CONSIGNE A:
Reproduisez à l'identique, dans le texte sur Voltaire à Ferney, le passage allant de « Ferney est la » jusqu'à « jusqu'à sa mort ! ».
CONSIGNE B:
Répondez aux questions suivantes d'après le texte sur Voltaire à Ferney :
(i) Pendant combien de temps Voltaire va-t-il résider à Ferney ?
(ii) À partir de quel âge livre-t-il ses plus grandes batailles depuis Ferney ?
(iii) À combien d'exemplaires l'« Essai sur les mœurs et l'esprit des Nations » est-il tiré ?

TEXTE DE LECTURE:
※ ※ ※

Ferney est la période la plus active de sa vie ; il va y résider près de vingt ans jusqu’à son retour à Paris. C’est à Ferney qu’il va acquérir une nouvelle dimension, celle qui a le plus marqué de son empreinte la société contemporaine : celle d’un champion de la justice et de l’humanité ; c'est depuis Ferney qu'il va livrer ses plus grandes batailles avec une fougue insoupçonnée ; à partir de 64 ans, un âge de vieillard au XVIIIème siècle, et jusqu'à sa mort !

 

Comme à l'accoutumée, Voltaire travaille beaucoup : théâtre, préparation de « Candide », (qui sera réédité 20 fois du vivant de son auteur!), écrit les sept volumes de l' « Essai sur les mœurs et l'esprit des Nations » tiré à 7000 exemplaires, « Poème sur le désastre de Lisbonne » révision des dix premiers volumes de ses « Œuvres complètes » chez son nouvel éditeur qui a un réseau de correspondants européens permettant de diffuser les livres interdits.

※ ※ ※

EXTRAITS DE DONNÉES:
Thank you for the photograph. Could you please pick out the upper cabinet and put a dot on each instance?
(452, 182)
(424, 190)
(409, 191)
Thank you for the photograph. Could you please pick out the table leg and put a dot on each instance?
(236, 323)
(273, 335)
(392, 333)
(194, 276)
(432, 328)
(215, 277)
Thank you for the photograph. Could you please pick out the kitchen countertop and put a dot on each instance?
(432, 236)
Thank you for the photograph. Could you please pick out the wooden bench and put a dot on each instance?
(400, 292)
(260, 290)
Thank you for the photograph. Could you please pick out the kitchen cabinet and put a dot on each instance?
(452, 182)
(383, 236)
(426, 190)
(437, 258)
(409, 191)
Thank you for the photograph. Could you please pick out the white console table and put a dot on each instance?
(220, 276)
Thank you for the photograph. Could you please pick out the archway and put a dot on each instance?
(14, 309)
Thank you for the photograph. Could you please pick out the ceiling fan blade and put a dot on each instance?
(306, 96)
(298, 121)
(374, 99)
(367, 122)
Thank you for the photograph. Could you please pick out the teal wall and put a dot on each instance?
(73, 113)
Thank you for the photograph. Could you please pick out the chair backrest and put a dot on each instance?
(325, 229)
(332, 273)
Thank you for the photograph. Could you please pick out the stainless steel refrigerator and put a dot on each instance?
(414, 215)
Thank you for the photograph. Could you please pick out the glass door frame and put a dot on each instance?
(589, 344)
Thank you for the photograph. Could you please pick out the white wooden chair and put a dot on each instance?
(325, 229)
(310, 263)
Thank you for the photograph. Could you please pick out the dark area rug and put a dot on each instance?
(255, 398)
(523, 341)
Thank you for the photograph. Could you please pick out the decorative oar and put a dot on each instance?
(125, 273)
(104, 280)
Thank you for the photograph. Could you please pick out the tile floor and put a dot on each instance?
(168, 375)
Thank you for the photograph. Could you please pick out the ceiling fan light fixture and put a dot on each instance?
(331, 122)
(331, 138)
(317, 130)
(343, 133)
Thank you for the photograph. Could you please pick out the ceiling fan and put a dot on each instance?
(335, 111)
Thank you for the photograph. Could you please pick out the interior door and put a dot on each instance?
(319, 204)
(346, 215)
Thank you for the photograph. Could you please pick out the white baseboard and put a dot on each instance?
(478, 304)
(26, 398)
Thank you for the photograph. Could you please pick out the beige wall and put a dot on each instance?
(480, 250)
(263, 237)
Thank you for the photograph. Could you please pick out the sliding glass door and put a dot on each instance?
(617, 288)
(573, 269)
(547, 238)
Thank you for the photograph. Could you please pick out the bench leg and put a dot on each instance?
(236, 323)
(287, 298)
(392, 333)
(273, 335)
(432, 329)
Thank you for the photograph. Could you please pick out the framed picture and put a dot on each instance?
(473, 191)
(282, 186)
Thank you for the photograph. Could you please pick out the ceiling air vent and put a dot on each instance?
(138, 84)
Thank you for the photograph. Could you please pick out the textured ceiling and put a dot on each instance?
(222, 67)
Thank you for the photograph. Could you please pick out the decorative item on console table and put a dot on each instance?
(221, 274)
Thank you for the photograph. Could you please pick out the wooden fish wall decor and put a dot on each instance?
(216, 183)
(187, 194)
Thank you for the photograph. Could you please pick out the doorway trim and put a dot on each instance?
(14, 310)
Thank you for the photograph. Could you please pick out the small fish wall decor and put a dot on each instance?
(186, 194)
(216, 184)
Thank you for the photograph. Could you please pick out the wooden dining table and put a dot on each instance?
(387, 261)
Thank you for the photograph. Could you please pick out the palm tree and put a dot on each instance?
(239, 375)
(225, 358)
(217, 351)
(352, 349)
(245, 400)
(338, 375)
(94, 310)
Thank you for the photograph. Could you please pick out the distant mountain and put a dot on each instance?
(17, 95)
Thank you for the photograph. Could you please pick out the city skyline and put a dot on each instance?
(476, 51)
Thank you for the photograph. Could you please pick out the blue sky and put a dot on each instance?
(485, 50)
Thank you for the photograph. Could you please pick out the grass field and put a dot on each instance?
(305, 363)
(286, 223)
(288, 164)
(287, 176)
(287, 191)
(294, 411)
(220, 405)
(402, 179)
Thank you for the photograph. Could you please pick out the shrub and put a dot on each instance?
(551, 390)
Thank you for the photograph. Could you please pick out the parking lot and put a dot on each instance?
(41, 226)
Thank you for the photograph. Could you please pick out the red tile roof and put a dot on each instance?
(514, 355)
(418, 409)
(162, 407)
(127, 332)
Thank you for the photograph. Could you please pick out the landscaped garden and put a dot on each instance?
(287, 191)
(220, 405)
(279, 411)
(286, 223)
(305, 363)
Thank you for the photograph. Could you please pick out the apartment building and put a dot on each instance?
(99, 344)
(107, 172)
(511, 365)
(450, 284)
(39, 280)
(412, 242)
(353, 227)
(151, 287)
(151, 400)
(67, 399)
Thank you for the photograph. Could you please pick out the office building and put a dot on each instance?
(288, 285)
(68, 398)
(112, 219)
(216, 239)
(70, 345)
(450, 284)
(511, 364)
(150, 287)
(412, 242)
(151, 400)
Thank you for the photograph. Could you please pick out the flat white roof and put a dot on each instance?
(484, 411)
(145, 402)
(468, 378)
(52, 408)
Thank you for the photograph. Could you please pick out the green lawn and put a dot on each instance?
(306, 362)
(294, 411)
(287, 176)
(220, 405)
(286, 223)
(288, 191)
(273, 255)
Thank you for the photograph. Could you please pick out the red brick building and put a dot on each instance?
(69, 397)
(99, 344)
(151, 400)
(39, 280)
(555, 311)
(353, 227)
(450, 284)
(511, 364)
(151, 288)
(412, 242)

※ ※ ※

RÉPONSE A:
Ferney est la période la plus active de sa vie ; il va y résider près de vingt ans jusqu’à son retour à Paris. C’est à Ferney qu’il va acquérir une nouvelle dimension, celle qui a le plus marqué de son empreinte la société contemporaine : celle d’un champion de la justice et de l’humanité ; c'est depuis Ferney qu'il va livrer ses plus grandes batailles avec une fougue insoupçonnée ; à partir de 64 ans, un âge de vieillard au XVIIIème siècle, et jusqu'à sa mort !

RÉPONSE B:
(i) Près de vingt ans.
(ii) À partir de 64 ans.
(iii) À 7000 exemplaires.